Line by line, copy out the data that follows.

___

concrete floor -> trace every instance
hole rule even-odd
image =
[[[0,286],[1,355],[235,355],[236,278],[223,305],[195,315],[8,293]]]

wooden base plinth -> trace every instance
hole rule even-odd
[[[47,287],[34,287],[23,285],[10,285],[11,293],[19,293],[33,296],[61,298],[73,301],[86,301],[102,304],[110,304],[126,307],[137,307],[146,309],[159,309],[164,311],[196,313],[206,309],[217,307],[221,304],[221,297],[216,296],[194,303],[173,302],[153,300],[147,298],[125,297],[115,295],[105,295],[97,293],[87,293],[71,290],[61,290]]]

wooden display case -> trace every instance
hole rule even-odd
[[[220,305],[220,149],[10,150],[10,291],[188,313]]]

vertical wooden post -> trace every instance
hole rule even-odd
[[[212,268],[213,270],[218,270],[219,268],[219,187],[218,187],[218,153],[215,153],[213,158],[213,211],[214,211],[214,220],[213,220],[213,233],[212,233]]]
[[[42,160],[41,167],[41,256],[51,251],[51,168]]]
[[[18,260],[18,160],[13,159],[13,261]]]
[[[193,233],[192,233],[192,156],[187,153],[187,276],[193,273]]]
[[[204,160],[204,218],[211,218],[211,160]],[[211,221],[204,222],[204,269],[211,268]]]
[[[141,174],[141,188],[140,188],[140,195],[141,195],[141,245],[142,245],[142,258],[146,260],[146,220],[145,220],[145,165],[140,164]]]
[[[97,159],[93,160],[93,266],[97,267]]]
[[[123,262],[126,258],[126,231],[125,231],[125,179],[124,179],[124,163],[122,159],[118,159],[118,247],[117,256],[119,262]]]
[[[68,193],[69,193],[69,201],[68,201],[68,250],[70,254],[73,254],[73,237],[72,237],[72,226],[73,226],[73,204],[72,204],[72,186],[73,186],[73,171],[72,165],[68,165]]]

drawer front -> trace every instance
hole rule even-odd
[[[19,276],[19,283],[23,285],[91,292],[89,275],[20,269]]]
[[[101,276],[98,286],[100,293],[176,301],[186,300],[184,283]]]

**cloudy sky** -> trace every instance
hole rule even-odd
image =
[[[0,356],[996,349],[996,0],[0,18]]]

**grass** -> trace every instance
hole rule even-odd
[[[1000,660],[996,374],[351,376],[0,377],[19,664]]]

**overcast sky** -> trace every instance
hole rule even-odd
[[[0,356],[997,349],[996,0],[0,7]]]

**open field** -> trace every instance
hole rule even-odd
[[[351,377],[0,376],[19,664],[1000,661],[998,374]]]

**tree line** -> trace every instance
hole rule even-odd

___

**Task answer**
concrete floor -> trace every instance
hole rule even-odd
image =
[[[0,286],[1,355],[235,355],[236,278],[223,305],[195,315],[8,293]]]

wooden base plinth -> trace every instance
hole rule even-odd
[[[47,287],[34,287],[23,285],[10,285],[11,293],[19,293],[33,296],[61,298],[73,301],[86,301],[102,304],[110,304],[126,307],[137,307],[146,309],[159,309],[164,311],[196,313],[206,309],[217,307],[221,304],[221,297],[216,296],[194,303],[173,302],[153,300],[147,298],[125,297],[115,295],[105,295],[97,293],[87,293],[71,290],[61,290]]]

wooden display case -> trace every instance
hole rule even-odd
[[[220,305],[220,149],[10,150],[10,291],[188,313]]]

vertical wooden post -> trace every instance
hole rule even-odd
[[[212,268],[213,270],[218,270],[219,268],[219,187],[218,187],[218,153],[215,153],[213,158],[213,211],[214,211],[214,220],[213,220],[213,233],[212,233]]]
[[[42,160],[41,167],[41,256],[51,251],[51,168]]]
[[[18,260],[18,160],[13,159],[13,261]]]
[[[193,233],[192,233],[192,156],[187,153],[187,276],[193,273]]]
[[[204,160],[204,218],[211,218],[211,160]],[[211,221],[204,222],[204,269],[211,268]]]
[[[141,174],[141,188],[140,188],[140,195],[141,195],[141,245],[142,245],[142,258],[146,260],[146,220],[145,220],[145,165],[140,164]]]
[[[97,159],[93,160],[93,266],[97,267]]]
[[[123,262],[126,258],[126,231],[125,231],[125,179],[124,179],[124,163],[122,159],[118,159],[118,247],[117,256],[119,262]]]
[[[68,193],[69,193],[69,201],[68,201],[68,250],[70,254],[73,254],[73,237],[72,237],[72,226],[73,226],[73,204],[72,204],[72,186],[73,186],[73,171],[72,165],[68,165]]]

drawer front -> trace every instance
hole rule even-odd
[[[19,276],[19,283],[23,285],[91,292],[89,275],[20,269]]]
[[[101,276],[98,286],[100,293],[176,301],[186,300],[184,283]]]

**cloudy sky** -> trace every instance
hole rule even-odd
image =
[[[0,356],[996,349],[996,0],[0,18]]]

**grass** -> trace every instance
hole rule even-odd
[[[1000,660],[996,374],[351,376],[0,377],[19,664]]]

**overcast sky** -> trace every instance
hole rule even-odd
[[[0,356],[997,349],[996,0],[0,7]]]

**open field** -> trace every instance
hole rule even-odd
[[[351,377],[0,376],[19,664],[1000,661],[998,374]]]

**tree line** -> trace every instance
hole rule even-odd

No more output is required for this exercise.